### Фрагмент документа
Нельзя, к сожалению, точно сказать, сколько и какие именно вражеские корабли подорвались на выставленных нами минных банках, хотя наблюдатели не раз докладывали о мощных взрывах в районе между портами Вадсе и Варде. Но о том, что наши хлопоты, связанные с минными постановками, не прошли впустую, свидетельствовали хотя бы появившиеся тут немецкие тральщики типов «М-35» и «М-40», начавшие день за днем старательно «утюжить» море. Транспорты и танкеры противника проходили теперь этот район, как правило, в светлое время суток и непременно за тралами, что ограничивало маневренность и скорость движения конвоев. Этим обстоятельством с успехом воспользовались наши летчики, нанося удары по вражеским кораблям. Вести о победах боевых друзей радовали. Ведь в них была какая-то доля и нашего труда. Но мины — это всего лишь только мины. Мы с нетерпением ждали случая использовать против врага свое главное оружие — торпеды. И непременно в содружестве с авиацией. Однако время шло, а метеосводки продолжали походить одна на другую, словно близнецы: ветер 4–6 баллов, низкая облачность и уже до чертиков надоевшие снежные заряды.

Между тем противник, не ожидая ничего хорошего от наступавшего полярного лета, спешил воспользоваться плохой погодой и протаскивал в Варангер-фиорд конвой за конвоем.

Как тут было не досадовать!..

Но вот наконец-то в двадцатых числах июня погода начала улучшаться. Стих ветер. Прекратились снежные заряды. Между облаками появились голубые «окна». 26 июня авиация провела тщательную разведку вражеских портов Варангер-фиорда. Выяснилось, что в Киркенесе и бухтах Бек-фиорда сосредоточено 17 транспортов и танкеров, 18 сторожевых кораблей и большое число мелких судов. У причалов Лиинахамари стоят транспорт и буксир. В портах Варде и Вадсе скопилось до трех десятков самоходных барж и мотоботов. [85]

Вечером из штаба флота сообщили: утром намечается нанести мощный бомбо-штурмовой удар по кораблям, укрывшимся в Бек-фиорде. В случае попытки противника вывести свои корабли отсюда в другие порты нашей бригаде приказано во взаимодействии с авиацией и береговой артиллерией атаковать и уничтожить их на переходе морем.

Ночь (правда, «день» и «ночь» стали у нас к тому времени понятиями уже довольно условными — солнце не заходило круглые сутки) прошла в приготовлениях к предстоявшему бою. К сожалению, у нас на тот момент в маневренной базе находилось всего лишь четыре торпедных катера из дивизиона В. Н. Алексеева. Но, чтобы по возможности скрыть от противника наши намерения, решено было пока что дополнительных сил в Пумманки не вызывать, хотя в главной базе у нас было достаточно готовых к бою катеров. Стараясь предугадать, что предпримет неприятель после налетов нашей авиации, куда и как вероятнее всего пойдут из Бек-фиорда его корабли, мы с В. А. Чекуровым и В. Н. Алексеевым подробно обсудили различные варианты атак вражеского конвоя. Уточнили со штабами ВВС и СОР последние детали взаимодействия.

### Задание A
Выпишите из списка все строки, в которых встречается слово «tail». Регистр букв учитывается.

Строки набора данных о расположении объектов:
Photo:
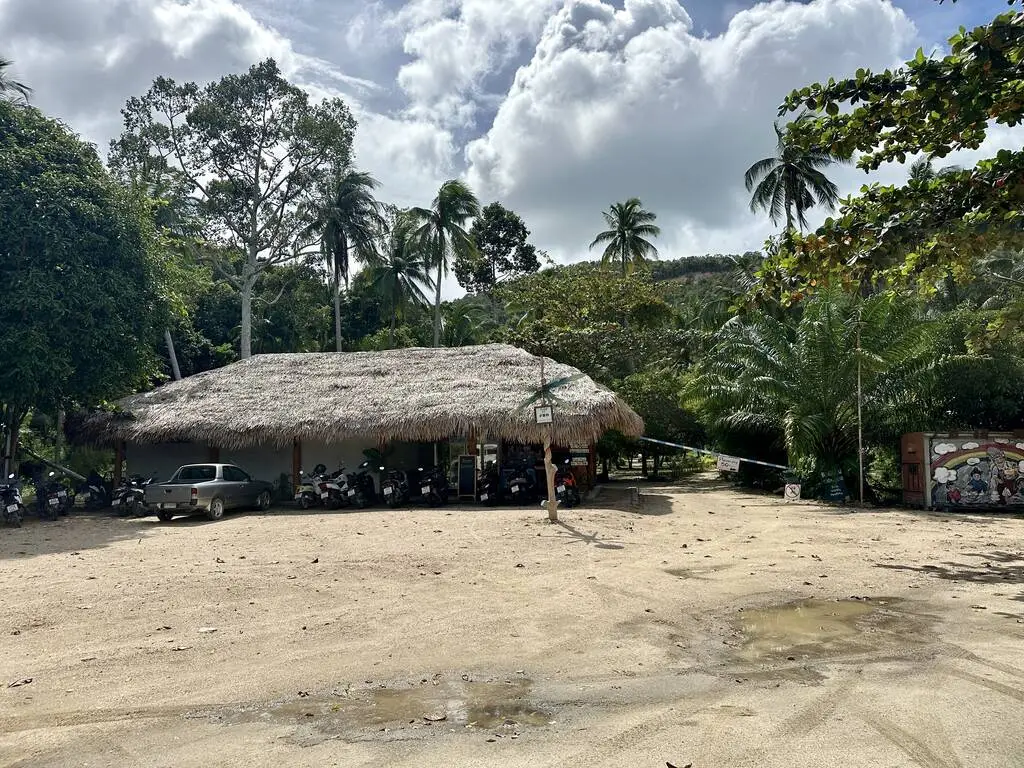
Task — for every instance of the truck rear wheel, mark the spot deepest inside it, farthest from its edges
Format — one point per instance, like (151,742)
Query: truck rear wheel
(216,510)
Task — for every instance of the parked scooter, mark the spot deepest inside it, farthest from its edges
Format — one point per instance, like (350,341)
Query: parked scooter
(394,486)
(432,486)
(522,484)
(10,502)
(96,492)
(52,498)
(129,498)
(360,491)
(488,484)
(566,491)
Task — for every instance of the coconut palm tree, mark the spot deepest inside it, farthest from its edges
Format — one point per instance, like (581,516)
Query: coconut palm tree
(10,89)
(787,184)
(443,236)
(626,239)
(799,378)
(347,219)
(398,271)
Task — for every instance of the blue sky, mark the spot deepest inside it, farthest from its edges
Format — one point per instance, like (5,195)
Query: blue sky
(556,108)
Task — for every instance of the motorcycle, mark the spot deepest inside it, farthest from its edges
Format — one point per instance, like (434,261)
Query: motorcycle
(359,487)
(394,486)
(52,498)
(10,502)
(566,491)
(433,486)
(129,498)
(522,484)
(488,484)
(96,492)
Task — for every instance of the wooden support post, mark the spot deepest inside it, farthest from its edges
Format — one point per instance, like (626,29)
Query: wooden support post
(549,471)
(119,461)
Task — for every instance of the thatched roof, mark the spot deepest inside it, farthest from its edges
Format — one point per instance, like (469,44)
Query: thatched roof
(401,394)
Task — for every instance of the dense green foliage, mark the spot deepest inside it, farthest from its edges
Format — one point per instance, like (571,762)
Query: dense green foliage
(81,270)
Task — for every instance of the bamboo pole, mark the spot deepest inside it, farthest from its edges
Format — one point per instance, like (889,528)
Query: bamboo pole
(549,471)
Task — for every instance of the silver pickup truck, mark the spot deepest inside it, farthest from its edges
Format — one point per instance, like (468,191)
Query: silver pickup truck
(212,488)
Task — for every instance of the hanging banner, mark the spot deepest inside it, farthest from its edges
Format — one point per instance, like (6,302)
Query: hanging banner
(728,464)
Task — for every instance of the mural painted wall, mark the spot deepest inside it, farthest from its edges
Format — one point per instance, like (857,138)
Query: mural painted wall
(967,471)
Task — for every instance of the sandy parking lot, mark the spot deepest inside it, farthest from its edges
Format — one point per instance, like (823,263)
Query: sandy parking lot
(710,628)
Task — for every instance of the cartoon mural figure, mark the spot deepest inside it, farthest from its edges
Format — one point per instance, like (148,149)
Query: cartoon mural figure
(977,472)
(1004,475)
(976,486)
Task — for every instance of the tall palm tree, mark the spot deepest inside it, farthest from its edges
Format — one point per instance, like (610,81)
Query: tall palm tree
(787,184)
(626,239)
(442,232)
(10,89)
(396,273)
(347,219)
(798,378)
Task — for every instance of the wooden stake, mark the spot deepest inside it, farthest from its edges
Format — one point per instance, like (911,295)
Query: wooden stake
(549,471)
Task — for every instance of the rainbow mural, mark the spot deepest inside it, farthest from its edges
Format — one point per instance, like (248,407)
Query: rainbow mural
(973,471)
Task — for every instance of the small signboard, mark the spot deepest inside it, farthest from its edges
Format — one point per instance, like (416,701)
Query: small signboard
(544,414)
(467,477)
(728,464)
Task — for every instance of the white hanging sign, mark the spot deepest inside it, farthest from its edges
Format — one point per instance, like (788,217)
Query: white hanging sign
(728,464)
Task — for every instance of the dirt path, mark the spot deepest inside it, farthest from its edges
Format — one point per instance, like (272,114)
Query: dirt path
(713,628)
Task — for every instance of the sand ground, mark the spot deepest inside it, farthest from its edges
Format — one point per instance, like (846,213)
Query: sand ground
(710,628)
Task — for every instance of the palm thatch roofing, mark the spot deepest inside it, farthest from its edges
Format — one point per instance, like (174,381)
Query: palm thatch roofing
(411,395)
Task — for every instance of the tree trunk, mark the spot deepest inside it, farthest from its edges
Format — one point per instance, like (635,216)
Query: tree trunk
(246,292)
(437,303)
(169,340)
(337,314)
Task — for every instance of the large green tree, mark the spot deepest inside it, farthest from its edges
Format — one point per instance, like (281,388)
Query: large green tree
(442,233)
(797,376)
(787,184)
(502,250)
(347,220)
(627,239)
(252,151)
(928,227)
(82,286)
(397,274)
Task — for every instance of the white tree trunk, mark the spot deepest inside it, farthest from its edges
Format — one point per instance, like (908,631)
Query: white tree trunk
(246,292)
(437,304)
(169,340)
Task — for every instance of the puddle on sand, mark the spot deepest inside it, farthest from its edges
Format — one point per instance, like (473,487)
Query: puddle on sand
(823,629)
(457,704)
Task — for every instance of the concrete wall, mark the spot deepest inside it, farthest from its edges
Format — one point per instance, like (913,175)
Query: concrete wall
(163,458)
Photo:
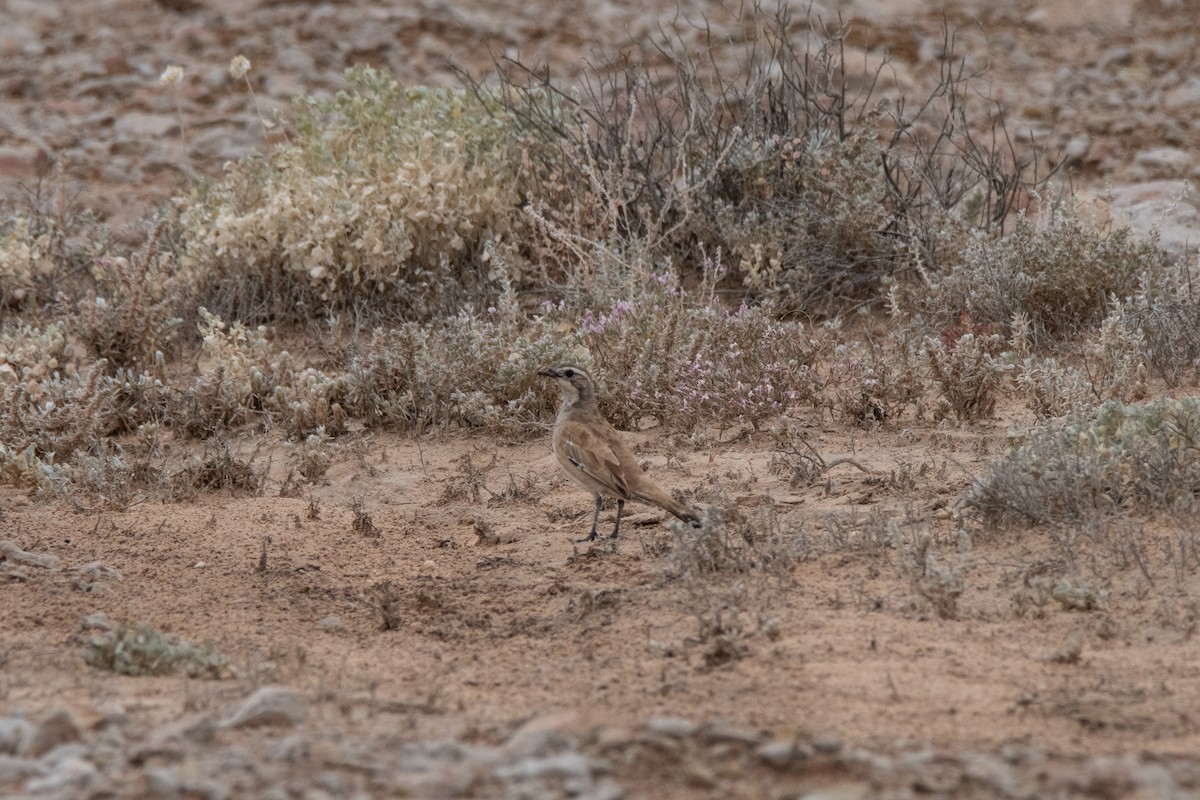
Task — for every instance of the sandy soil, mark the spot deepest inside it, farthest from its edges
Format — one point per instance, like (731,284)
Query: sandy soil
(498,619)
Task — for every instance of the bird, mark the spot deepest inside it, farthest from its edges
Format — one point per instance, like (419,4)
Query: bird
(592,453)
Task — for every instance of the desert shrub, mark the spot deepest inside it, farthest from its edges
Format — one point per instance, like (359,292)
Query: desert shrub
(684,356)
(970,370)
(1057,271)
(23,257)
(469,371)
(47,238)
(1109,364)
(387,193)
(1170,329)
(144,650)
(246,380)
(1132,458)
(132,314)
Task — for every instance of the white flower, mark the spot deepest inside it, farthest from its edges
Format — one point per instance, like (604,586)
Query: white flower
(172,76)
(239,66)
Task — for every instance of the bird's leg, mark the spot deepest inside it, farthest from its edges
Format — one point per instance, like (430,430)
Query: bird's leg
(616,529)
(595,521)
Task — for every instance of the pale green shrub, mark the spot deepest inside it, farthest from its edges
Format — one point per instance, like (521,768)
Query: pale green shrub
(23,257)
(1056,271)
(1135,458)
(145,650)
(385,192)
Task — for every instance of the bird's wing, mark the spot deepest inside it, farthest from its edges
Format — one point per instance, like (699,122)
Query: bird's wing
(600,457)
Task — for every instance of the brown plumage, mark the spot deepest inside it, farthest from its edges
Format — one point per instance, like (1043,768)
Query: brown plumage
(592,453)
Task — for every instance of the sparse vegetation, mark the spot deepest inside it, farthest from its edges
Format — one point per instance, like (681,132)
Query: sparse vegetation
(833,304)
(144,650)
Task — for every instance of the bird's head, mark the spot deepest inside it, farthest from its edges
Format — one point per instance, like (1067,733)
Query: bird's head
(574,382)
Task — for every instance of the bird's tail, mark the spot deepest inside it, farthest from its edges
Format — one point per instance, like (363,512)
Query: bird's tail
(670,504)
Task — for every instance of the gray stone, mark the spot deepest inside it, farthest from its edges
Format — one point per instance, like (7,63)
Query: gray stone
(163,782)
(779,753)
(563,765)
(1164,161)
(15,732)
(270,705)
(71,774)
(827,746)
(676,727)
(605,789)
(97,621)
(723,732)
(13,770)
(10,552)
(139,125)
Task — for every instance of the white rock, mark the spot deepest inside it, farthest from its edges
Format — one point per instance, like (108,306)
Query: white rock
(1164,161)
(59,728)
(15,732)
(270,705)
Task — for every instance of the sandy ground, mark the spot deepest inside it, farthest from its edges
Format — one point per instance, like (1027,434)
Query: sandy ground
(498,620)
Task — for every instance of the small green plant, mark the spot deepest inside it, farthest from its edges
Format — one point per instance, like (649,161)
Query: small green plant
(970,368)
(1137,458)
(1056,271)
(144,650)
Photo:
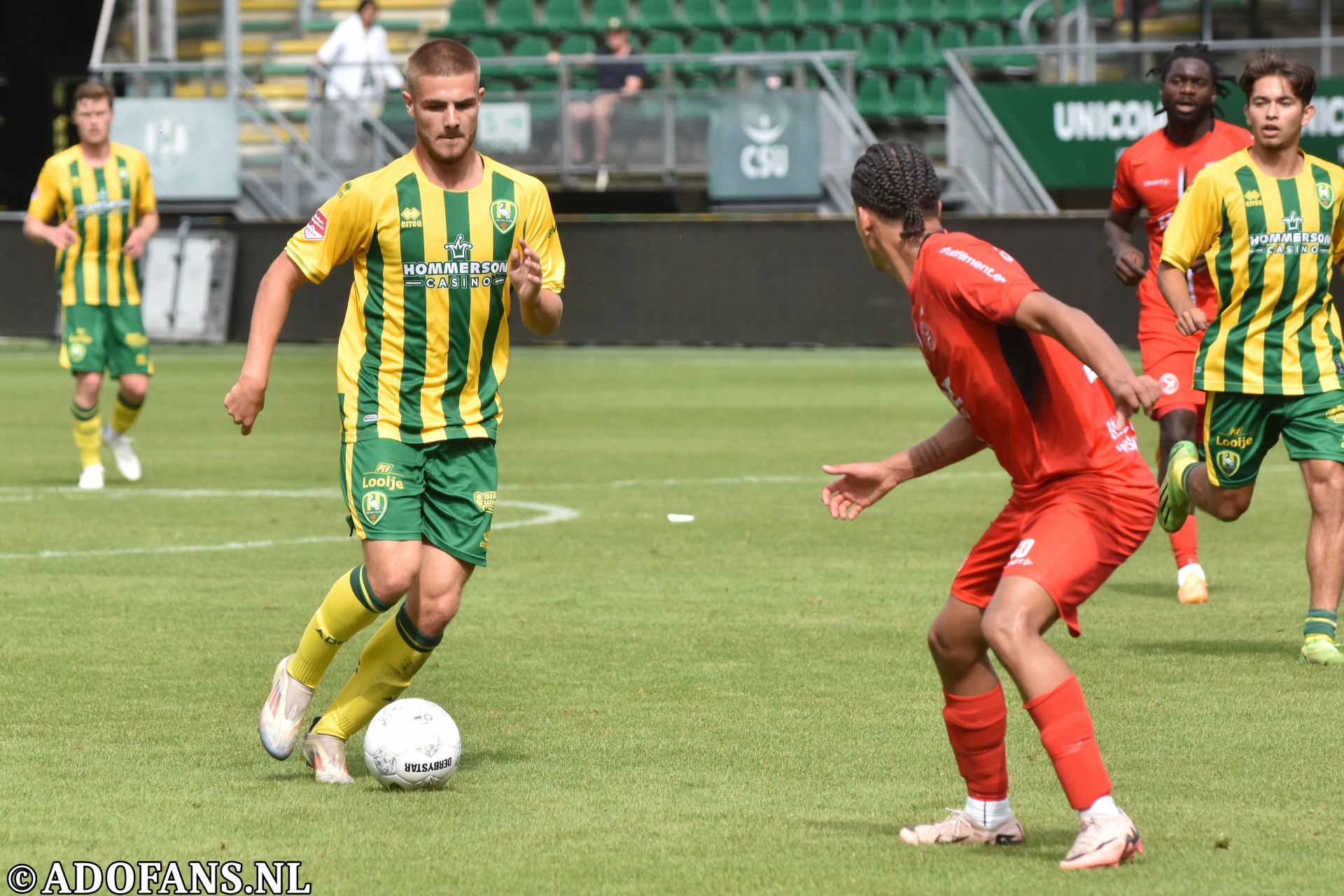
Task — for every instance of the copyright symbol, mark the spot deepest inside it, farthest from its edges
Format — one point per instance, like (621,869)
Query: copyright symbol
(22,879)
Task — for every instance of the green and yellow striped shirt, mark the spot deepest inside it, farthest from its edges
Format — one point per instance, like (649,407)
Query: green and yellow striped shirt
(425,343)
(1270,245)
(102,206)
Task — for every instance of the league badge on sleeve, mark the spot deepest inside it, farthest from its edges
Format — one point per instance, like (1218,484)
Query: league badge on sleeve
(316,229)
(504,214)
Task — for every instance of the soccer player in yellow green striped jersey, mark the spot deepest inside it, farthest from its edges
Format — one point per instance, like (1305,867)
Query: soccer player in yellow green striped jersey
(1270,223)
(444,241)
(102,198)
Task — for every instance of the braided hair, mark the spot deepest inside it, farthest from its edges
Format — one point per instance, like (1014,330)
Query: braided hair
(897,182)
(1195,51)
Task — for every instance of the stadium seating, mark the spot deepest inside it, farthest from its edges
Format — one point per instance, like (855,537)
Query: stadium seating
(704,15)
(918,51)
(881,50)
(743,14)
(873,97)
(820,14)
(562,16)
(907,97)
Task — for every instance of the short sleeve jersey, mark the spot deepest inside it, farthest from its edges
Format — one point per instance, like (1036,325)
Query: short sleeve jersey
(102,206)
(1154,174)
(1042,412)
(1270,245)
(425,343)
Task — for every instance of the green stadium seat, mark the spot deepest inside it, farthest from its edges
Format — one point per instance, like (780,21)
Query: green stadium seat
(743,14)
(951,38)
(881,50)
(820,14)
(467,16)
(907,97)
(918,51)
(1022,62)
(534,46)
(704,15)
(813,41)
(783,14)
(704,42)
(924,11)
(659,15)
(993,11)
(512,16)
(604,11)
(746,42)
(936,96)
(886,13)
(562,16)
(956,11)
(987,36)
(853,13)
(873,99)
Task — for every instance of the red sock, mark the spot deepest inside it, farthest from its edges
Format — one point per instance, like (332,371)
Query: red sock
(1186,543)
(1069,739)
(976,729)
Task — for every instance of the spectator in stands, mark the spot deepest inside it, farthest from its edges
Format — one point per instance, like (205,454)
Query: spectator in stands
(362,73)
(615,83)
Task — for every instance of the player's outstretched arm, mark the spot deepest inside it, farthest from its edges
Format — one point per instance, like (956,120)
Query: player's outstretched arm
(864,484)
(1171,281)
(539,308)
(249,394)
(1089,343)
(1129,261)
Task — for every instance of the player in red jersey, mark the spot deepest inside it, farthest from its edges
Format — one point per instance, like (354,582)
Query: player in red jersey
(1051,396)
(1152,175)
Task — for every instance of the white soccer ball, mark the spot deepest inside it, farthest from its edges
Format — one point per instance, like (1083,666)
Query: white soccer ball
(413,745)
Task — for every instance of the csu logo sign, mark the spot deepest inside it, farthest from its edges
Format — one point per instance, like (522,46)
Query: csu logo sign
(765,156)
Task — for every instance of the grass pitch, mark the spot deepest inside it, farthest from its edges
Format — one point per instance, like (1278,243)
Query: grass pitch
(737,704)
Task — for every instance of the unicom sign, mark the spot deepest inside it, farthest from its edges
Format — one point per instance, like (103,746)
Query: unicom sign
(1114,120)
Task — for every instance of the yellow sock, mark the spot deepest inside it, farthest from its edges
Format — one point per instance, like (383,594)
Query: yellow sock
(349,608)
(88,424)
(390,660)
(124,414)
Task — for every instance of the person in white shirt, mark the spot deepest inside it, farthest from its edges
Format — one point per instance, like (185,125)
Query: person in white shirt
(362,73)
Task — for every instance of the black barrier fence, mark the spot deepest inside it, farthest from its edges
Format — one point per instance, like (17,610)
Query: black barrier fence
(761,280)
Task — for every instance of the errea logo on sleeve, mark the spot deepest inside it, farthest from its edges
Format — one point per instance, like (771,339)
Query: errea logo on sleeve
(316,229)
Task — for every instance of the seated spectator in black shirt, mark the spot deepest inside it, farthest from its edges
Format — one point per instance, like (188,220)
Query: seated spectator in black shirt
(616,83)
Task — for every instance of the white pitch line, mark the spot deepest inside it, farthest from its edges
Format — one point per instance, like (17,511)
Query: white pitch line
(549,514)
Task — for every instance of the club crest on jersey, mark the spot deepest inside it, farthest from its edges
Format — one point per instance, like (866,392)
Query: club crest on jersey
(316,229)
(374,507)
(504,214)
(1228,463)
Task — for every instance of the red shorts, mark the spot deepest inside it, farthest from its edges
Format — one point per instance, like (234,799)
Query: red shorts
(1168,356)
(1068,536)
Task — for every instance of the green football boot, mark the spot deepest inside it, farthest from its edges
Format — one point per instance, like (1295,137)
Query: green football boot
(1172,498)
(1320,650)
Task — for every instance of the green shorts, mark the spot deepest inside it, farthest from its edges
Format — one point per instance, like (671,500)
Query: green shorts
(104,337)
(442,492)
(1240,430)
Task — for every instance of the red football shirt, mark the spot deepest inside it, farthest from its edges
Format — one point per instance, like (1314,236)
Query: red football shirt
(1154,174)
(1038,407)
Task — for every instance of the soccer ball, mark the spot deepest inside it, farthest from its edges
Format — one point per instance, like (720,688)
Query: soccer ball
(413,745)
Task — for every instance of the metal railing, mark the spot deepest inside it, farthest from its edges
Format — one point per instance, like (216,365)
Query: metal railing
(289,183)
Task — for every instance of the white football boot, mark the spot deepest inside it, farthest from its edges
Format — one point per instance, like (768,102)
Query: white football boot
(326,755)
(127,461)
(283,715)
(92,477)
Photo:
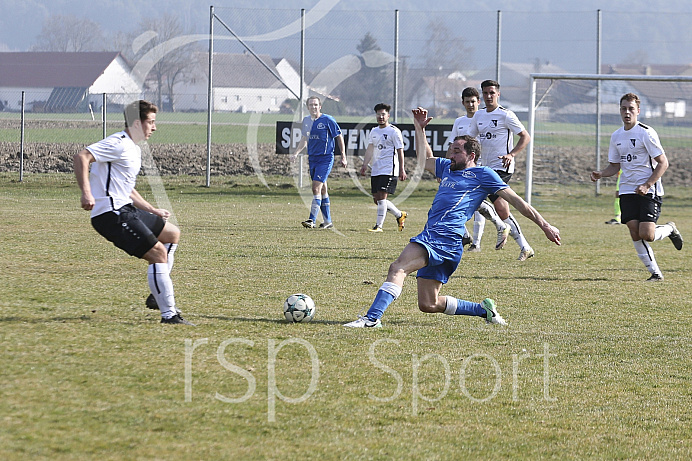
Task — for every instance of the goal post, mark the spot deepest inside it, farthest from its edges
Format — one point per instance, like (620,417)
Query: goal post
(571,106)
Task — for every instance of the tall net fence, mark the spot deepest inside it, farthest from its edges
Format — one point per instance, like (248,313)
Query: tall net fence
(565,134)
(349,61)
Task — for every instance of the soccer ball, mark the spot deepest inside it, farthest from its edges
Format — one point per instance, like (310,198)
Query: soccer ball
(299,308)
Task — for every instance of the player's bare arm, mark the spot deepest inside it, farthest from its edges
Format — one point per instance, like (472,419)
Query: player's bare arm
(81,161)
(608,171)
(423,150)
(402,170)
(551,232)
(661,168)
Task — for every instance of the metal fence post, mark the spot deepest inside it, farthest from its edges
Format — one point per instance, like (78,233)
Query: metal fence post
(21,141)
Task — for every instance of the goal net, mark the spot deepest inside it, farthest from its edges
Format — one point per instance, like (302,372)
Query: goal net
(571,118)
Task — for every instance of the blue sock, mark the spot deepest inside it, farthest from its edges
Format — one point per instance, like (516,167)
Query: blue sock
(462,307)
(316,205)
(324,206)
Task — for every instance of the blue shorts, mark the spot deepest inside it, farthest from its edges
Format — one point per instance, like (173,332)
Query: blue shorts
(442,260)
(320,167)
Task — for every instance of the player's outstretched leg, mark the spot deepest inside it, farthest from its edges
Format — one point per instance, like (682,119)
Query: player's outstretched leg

### Задание B
Повторите дословно отрывок фрагмента документа от «Между тем противник, не» до «конвой за конвоем.».

### Ответ A
Task — for every instance of the bird's tail, mark the spot deepest inside it, farthest from its edges
Query: bird's tail

### Ответ B
Между тем противник, не ожидая ничего хорошего от наступавшего полярного лета, спешил воспользоваться плохой погодой и протаскивал в Варангер-фиорд конвой за конвоем.